The retail box that the LG Mini comes in is not nearly as inspiring as the phone itself. It covers the basics – a mini charger that uses the supplied data cable to charge the phone, a one-piece wired headset, some manuals and a disk with software.
There’s no complimentary microSD card so you’ll have to get one – the 330MB of internal memory won’t do for all the DivX videos you’ll probably want to put on the Mini.
The LG GD880 Mini measures 102 x 47.6 x 10.6 mm. That’s smaller than, say, the LG KP500 Cookie. At 99 grams it’s light, but not too light – there’s a pleasantly solid feel to it.
The Mini is the thinnest LG touch phone to date – not the thinnest on the market overall, but it’s at a point where any thinner would’ve ruined the industrial feel without making the handset noticeably more pocketable.
The LG GD880 Mini is button-phobic – it’s got only 4 physical keys in total and that’s if you count the volume rocker as two keys. The front is defined by the touchscreen – if a touchscreen can replace several buttons it can replace them all.

····················

__WHAT THIS EXERCISE ASKS__
• A. Answer these questions from the LG Mini review, one line each:
(i) How much internal memory does the phone have?
(ii) How much does the phone weigh?
(iii) How many physical keys does it have in total?
• B. Does each statement agree with the LG Mini review? Give yes or no with the deciding words quoted.
(i) A microSD card comes in the box.
(ii) The Mini is smaller than the LG KP500 Cookie.
(iii) The Mini is the thinnest phone on the market.
• C. Reproduce the stretch of the LG Mini review from "The retail box" through "on the Mini.".

__Dataset excerpts__
····················

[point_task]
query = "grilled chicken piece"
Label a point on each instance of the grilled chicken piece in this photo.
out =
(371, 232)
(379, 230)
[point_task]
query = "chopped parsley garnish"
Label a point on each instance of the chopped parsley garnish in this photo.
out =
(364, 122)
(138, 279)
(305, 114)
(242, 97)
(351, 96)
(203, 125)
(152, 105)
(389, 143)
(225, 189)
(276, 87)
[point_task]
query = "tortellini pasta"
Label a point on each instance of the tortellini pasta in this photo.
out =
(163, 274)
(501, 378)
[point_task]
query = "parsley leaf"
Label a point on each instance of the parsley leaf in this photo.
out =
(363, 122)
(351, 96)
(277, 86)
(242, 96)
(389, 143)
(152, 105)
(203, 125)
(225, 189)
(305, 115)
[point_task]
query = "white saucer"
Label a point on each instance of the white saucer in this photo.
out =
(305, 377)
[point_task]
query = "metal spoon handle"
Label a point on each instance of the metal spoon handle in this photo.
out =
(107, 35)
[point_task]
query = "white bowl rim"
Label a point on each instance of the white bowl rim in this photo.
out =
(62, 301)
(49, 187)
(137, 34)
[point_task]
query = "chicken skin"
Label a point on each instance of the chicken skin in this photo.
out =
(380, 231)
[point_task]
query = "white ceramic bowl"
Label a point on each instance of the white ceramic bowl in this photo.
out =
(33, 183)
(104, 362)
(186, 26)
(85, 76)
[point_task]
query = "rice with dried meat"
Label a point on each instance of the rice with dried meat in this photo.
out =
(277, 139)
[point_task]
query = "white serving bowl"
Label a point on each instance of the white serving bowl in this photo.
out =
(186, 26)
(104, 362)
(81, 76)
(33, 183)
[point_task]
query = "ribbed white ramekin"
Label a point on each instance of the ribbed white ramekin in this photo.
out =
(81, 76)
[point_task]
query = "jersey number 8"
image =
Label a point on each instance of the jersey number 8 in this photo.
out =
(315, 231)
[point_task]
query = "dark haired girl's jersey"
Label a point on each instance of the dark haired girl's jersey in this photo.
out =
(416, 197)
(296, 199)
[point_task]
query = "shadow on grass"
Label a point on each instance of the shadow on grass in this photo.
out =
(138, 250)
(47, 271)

····················

__RESPONSES BY TASK__
• A.
(i) 330MB
(ii) 99 grams
(iii) 4, counting the volume rocker as two keys

• B.
(i) No: "There’s no complimentary microSD card so you’ll have to get one"
(ii) Yes: "That’s smaller than, say, the LG KP500 Cookie."
(iii) No: "not the thinnest on the market overall"

• C.
The retail box that the LG Mini comes in is not nearly as inspiring as the phone itself. It covers the basics – a mini charger that uses the supplied data cable to charge the phone, a one-piece wired headset, some manuals and a disk with software.
There’s no complimentary microSD card so you’ll have to get one – the 330MB of internal memory won’t do for all the DivX videos you’ll probably want to put on the Mini.